AIM OF THE EXERCISE: For the listing below, give the number of lines that hold the string "target", without anything else.

(DATA begins)

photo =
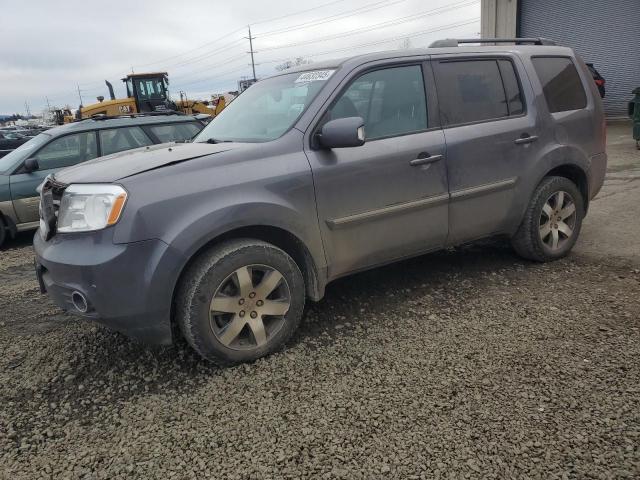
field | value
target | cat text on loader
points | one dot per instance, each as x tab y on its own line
146	92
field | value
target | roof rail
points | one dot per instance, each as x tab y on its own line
103	116
455	42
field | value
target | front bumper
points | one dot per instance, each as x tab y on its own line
128	287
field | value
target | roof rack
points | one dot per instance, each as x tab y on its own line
103	116
455	42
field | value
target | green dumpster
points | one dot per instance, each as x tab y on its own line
634	113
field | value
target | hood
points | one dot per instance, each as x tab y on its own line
131	162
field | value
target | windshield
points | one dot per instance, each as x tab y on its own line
267	109
13	158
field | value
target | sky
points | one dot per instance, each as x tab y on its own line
48	49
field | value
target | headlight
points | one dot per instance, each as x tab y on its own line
90	207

(DATA ends)

OUTPUT FOR THIS TASK: 9